▶ _Records from a dataset_:
● ● ● ●
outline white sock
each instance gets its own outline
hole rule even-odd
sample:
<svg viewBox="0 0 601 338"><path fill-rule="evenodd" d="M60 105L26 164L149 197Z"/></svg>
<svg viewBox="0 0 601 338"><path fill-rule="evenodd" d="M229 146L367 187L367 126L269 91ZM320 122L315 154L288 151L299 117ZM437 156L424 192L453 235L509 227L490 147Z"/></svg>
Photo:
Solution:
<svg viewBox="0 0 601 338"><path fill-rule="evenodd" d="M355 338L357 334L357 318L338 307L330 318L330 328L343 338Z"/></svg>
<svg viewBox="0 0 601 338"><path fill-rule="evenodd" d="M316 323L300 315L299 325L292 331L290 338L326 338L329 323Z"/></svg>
● ● ● ●
Print all of the records above again, line for line, without changing a single character.

outline white sock
each instance gets its own outline
hole rule even-odd
sample:
<svg viewBox="0 0 601 338"><path fill-rule="evenodd" d="M60 105L26 164L149 197Z"/></svg>
<svg viewBox="0 0 601 338"><path fill-rule="evenodd" d="M229 146L367 187L367 126L269 91ZM320 122L315 154L288 151L299 117ZM437 156L424 192L453 235L509 227L490 147Z"/></svg>
Photo:
Solution:
<svg viewBox="0 0 601 338"><path fill-rule="evenodd" d="M355 338L357 334L357 318L338 307L330 318L330 328L343 338Z"/></svg>
<svg viewBox="0 0 601 338"><path fill-rule="evenodd" d="M316 323L300 315L299 325L292 331L290 338L326 338L329 323Z"/></svg>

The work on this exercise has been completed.